What the task requires: Set down exactly the lines that run from the line with "Target: roof ridge" to the end of the data, and nothing else.

Records to use:
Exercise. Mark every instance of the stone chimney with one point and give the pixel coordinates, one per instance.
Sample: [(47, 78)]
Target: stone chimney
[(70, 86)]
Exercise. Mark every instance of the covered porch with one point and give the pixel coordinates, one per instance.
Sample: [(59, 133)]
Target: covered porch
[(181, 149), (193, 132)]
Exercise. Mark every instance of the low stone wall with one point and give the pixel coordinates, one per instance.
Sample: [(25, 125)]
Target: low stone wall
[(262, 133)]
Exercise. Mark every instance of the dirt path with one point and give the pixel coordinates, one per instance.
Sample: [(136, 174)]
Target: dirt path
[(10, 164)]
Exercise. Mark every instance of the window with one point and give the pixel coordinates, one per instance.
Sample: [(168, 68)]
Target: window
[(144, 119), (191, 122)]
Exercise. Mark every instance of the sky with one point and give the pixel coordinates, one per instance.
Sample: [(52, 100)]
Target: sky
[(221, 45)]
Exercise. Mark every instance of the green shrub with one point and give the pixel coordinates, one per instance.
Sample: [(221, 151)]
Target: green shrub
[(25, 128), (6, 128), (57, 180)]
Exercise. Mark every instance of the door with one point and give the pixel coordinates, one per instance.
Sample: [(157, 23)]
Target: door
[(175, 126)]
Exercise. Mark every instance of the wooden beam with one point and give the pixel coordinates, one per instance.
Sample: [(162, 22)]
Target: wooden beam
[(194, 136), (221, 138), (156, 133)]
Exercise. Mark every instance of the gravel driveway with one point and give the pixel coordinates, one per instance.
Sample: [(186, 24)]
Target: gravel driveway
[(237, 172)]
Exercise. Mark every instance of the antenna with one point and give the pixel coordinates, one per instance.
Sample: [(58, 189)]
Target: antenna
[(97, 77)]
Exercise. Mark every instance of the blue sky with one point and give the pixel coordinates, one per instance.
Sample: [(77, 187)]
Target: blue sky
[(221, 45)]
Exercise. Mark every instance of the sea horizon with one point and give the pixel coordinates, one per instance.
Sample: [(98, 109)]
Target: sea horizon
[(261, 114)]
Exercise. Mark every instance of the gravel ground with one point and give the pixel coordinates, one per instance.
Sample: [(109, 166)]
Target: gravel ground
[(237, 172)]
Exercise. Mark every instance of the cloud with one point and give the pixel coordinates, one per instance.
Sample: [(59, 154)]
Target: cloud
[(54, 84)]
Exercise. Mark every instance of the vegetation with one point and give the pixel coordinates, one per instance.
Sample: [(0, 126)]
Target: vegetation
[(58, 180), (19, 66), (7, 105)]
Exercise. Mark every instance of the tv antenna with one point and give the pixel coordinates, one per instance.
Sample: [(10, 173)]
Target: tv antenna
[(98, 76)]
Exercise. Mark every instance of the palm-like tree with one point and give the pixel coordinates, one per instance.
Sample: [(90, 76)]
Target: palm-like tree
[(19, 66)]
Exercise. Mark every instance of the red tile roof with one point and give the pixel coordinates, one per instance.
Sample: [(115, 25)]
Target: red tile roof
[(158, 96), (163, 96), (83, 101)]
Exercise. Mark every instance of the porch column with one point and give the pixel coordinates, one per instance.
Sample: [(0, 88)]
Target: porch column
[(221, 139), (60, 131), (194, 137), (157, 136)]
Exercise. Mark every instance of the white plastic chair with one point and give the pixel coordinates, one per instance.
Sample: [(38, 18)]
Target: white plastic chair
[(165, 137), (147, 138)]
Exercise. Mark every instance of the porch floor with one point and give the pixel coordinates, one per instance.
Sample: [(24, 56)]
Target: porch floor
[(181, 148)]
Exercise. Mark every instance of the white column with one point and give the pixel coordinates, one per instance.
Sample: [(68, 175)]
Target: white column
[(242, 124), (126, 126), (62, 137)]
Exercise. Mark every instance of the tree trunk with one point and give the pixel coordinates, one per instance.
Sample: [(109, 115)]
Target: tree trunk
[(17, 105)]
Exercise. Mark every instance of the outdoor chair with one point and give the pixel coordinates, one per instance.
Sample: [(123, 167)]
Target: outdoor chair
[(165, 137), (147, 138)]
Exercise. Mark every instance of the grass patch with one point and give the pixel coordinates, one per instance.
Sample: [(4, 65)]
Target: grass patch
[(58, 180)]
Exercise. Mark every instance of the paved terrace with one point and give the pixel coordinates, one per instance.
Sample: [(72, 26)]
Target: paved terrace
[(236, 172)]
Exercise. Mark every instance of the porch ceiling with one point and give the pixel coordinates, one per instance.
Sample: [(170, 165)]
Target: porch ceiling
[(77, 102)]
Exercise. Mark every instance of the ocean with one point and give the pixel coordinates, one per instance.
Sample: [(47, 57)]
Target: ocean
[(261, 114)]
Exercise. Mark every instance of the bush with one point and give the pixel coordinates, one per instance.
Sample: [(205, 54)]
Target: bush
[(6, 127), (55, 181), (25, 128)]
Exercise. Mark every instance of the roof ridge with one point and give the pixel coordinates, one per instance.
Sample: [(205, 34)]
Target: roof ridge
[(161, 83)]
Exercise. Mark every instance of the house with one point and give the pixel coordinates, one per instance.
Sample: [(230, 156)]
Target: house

Written solution:
Target: roof ridge
[(161, 83)]
Exercise. Mark every instance of the house with one point and give the pixel coordinates, one per instance.
Sample: [(230, 156)]
Target: house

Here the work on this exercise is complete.